THE TASK
Print each line of the listing once more, precisely as given.

AVAILABLE RECORDS
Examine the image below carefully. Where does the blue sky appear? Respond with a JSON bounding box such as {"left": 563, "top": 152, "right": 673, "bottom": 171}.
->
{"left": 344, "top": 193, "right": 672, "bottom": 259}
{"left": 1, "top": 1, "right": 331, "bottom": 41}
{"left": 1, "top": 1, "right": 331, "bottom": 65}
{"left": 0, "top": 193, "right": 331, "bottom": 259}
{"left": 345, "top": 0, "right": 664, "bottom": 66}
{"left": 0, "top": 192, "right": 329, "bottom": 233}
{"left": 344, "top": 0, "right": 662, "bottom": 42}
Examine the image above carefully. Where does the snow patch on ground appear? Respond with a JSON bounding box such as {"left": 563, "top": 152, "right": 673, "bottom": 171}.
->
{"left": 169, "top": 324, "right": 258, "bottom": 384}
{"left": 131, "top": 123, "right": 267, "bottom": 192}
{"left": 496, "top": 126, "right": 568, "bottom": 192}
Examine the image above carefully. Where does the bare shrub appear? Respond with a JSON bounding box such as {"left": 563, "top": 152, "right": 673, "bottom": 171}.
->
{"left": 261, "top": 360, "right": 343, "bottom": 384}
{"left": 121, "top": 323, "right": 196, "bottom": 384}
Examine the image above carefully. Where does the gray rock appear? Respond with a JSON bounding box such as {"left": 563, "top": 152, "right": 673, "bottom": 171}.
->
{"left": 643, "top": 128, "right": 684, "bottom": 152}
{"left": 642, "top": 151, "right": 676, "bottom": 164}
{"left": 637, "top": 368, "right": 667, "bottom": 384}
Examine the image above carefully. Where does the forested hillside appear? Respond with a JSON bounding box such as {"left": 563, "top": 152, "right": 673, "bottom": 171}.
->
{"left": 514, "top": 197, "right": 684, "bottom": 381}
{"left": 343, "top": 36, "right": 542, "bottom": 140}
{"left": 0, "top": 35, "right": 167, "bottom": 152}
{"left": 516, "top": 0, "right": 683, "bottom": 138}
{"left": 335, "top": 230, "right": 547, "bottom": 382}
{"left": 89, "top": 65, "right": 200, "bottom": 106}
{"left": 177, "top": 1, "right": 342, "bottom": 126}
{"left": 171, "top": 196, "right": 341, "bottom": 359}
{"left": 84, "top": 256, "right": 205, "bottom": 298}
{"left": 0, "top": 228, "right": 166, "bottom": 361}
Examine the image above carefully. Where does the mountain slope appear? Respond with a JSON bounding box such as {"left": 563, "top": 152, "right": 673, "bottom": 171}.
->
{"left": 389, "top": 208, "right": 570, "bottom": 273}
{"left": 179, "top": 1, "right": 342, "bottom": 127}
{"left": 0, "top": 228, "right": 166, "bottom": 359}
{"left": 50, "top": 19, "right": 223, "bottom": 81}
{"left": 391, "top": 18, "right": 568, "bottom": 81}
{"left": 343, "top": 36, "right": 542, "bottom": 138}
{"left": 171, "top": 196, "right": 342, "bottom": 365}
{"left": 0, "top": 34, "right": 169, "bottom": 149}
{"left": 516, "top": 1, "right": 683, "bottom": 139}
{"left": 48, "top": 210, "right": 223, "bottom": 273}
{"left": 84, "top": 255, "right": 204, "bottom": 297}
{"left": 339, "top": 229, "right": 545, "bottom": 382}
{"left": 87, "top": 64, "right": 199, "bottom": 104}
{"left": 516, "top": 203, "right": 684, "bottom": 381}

RESPONSE TO THIS TASK
Examine the image below carefully. Where does the blue sky appear? Respond with a JSON bounding box such as {"left": 563, "top": 152, "right": 673, "bottom": 171}.
->
{"left": 344, "top": 193, "right": 672, "bottom": 259}
{"left": 1, "top": 1, "right": 331, "bottom": 41}
{"left": 1, "top": 1, "right": 331, "bottom": 65}
{"left": 0, "top": 193, "right": 331, "bottom": 259}
{"left": 345, "top": 0, "right": 664, "bottom": 66}
{"left": 0, "top": 192, "right": 329, "bottom": 233}
{"left": 344, "top": 0, "right": 662, "bottom": 42}
Examine the image above carefully. Where does the snow patch on ground appear? Respond with a JSON bounding box such as {"left": 563, "top": 152, "right": 673, "bottom": 171}.
->
{"left": 169, "top": 324, "right": 258, "bottom": 384}
{"left": 131, "top": 123, "right": 267, "bottom": 192}
{"left": 496, "top": 126, "right": 568, "bottom": 192}
Examine the image above carefully. Where does the bare shrub appear? Respond with a JSON bounding box such as {"left": 563, "top": 152, "right": 673, "bottom": 171}.
->
{"left": 261, "top": 360, "right": 343, "bottom": 384}
{"left": 121, "top": 323, "right": 196, "bottom": 384}
Examine the image above carefully. Where does the gray rock appear? Respond with a JSON bounding box such as {"left": 563, "top": 152, "right": 673, "bottom": 171}.
->
{"left": 643, "top": 128, "right": 684, "bottom": 152}
{"left": 642, "top": 151, "right": 676, "bottom": 164}
{"left": 637, "top": 368, "right": 667, "bottom": 384}
Examine the image above carefully. Where does the forested hillside appear? Respond with a JSON bounding box such as {"left": 563, "top": 152, "right": 673, "bottom": 171}.
->
{"left": 514, "top": 197, "right": 684, "bottom": 381}
{"left": 343, "top": 36, "right": 542, "bottom": 140}
{"left": 0, "top": 35, "right": 167, "bottom": 152}
{"left": 516, "top": 0, "right": 683, "bottom": 138}
{"left": 335, "top": 230, "right": 547, "bottom": 382}
{"left": 89, "top": 65, "right": 200, "bottom": 106}
{"left": 177, "top": 1, "right": 342, "bottom": 126}
{"left": 171, "top": 196, "right": 341, "bottom": 359}
{"left": 84, "top": 256, "right": 205, "bottom": 298}
{"left": 0, "top": 228, "right": 166, "bottom": 361}
Examine the image above carefully. Where does the mountain slope appear? Respond with a JSON bounding box such as {"left": 563, "top": 152, "right": 673, "bottom": 171}.
->
{"left": 389, "top": 208, "right": 570, "bottom": 273}
{"left": 179, "top": 1, "right": 342, "bottom": 127}
{"left": 0, "top": 228, "right": 166, "bottom": 359}
{"left": 50, "top": 19, "right": 223, "bottom": 81}
{"left": 391, "top": 18, "right": 568, "bottom": 81}
{"left": 343, "top": 36, "right": 542, "bottom": 138}
{"left": 171, "top": 196, "right": 342, "bottom": 365}
{"left": 0, "top": 34, "right": 169, "bottom": 149}
{"left": 516, "top": 1, "right": 683, "bottom": 139}
{"left": 48, "top": 210, "right": 223, "bottom": 273}
{"left": 84, "top": 255, "right": 204, "bottom": 297}
{"left": 339, "top": 229, "right": 545, "bottom": 382}
{"left": 87, "top": 64, "right": 199, "bottom": 104}
{"left": 516, "top": 203, "right": 684, "bottom": 381}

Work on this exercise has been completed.